# What to do:
Which lines of the data below contain the word "truck"? Pick out each of them and copy it.

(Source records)
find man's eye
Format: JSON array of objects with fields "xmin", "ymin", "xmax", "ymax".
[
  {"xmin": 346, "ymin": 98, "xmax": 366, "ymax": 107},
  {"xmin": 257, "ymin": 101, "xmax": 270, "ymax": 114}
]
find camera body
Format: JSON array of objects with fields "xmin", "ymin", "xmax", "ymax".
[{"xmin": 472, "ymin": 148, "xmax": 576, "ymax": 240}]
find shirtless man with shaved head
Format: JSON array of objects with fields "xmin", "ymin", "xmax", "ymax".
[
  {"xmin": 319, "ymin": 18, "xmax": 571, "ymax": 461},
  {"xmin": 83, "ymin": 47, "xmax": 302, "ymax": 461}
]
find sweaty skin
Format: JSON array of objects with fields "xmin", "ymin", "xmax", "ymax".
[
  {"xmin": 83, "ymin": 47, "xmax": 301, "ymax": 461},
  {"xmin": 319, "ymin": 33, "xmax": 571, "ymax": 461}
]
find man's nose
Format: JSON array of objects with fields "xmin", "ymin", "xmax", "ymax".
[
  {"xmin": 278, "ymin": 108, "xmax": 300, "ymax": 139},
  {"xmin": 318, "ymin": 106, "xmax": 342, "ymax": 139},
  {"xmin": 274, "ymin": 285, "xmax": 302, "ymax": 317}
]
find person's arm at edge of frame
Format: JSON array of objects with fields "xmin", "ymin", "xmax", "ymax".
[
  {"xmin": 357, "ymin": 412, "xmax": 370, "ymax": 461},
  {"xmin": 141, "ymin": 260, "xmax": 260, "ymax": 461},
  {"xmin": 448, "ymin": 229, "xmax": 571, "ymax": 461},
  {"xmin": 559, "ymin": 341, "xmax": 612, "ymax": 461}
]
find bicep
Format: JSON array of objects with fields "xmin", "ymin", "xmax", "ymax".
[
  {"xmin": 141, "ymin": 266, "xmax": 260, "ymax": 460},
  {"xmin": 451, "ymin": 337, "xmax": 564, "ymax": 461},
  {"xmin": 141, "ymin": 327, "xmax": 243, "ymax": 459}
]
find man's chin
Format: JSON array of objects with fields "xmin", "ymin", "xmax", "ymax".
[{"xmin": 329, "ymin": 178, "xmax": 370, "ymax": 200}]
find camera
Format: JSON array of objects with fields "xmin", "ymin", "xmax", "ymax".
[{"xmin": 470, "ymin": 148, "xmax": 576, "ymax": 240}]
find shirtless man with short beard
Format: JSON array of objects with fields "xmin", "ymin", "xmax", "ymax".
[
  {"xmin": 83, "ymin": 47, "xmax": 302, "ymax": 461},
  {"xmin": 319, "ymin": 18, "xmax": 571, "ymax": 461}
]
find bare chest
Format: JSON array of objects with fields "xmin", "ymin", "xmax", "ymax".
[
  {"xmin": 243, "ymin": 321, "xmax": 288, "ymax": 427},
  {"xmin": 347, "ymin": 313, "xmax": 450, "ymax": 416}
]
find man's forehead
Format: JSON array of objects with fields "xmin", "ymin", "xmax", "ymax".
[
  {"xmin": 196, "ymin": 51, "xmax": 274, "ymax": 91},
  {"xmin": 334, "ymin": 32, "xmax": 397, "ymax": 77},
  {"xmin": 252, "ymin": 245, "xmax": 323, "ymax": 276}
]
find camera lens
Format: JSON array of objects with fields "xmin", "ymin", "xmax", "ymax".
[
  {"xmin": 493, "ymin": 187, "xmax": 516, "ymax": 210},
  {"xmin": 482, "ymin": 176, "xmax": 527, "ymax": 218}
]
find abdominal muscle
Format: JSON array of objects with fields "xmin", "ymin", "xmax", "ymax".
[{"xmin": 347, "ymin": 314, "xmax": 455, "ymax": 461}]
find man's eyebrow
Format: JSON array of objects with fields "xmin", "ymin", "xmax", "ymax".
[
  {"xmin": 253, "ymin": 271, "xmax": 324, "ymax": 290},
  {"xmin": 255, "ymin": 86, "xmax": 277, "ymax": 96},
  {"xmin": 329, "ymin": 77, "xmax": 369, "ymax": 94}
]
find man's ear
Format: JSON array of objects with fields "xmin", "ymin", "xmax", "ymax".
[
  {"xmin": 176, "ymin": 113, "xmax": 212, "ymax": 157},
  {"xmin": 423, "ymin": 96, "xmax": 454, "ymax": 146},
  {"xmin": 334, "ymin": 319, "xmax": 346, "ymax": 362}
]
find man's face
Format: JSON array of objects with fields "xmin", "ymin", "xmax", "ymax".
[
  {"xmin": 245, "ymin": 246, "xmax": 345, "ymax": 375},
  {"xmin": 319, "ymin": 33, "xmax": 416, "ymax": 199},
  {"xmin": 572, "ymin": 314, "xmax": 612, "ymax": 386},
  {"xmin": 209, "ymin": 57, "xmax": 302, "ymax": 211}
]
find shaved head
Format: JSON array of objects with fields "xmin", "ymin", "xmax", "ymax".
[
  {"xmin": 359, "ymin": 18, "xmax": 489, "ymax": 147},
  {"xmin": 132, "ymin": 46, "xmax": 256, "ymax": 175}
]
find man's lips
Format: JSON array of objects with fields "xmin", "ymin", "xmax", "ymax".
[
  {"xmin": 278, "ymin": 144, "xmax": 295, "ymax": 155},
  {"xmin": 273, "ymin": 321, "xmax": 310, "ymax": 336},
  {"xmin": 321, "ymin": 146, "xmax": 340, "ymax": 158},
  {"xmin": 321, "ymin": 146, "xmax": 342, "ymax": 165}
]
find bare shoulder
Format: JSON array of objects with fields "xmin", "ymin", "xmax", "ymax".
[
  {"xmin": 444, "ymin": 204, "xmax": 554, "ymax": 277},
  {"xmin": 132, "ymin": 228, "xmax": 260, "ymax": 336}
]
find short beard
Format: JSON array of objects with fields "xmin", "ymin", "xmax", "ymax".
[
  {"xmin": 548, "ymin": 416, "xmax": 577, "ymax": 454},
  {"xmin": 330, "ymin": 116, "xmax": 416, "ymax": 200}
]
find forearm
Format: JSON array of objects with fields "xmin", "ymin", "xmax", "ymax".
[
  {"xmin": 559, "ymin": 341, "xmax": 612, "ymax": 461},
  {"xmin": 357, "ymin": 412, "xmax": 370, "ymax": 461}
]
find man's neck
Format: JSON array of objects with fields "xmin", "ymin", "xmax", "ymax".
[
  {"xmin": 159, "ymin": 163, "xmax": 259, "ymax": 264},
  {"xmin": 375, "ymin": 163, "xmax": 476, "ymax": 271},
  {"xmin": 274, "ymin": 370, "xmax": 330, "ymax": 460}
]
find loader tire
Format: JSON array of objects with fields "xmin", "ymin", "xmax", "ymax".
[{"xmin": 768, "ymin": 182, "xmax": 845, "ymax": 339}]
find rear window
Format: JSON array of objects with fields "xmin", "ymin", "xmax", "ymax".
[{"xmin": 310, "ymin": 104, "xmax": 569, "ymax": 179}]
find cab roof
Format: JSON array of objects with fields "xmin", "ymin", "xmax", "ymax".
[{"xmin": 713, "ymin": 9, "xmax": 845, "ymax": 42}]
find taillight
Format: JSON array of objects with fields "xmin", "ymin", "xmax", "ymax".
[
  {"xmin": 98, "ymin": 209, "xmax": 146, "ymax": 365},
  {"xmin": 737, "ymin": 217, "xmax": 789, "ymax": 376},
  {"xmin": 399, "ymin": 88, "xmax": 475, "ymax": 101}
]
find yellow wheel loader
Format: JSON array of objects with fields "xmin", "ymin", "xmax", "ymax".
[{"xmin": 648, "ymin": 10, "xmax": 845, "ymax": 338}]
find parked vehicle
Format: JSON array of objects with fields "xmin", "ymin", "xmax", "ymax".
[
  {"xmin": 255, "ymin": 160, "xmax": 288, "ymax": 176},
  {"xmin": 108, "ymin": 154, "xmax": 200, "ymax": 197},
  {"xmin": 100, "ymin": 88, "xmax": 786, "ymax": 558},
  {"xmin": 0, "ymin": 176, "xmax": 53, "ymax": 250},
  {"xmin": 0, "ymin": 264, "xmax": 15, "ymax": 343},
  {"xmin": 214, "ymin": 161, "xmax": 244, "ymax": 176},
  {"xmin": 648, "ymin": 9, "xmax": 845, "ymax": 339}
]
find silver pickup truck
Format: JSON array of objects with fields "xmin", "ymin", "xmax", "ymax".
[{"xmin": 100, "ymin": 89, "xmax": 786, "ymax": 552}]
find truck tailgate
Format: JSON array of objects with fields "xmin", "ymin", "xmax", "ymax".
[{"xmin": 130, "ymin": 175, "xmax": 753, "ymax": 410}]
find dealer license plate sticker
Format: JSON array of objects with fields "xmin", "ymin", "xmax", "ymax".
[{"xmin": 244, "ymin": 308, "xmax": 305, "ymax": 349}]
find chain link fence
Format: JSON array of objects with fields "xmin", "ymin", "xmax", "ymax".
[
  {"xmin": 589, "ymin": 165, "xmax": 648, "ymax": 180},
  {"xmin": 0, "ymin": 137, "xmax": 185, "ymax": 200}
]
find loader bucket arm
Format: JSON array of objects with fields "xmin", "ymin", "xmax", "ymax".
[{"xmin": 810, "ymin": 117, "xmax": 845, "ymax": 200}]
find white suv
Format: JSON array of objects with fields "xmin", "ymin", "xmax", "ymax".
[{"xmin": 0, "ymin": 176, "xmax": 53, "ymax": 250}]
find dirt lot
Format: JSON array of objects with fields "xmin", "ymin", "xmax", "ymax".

# Answer for the task:
find silver pickup truck
find truck tailgate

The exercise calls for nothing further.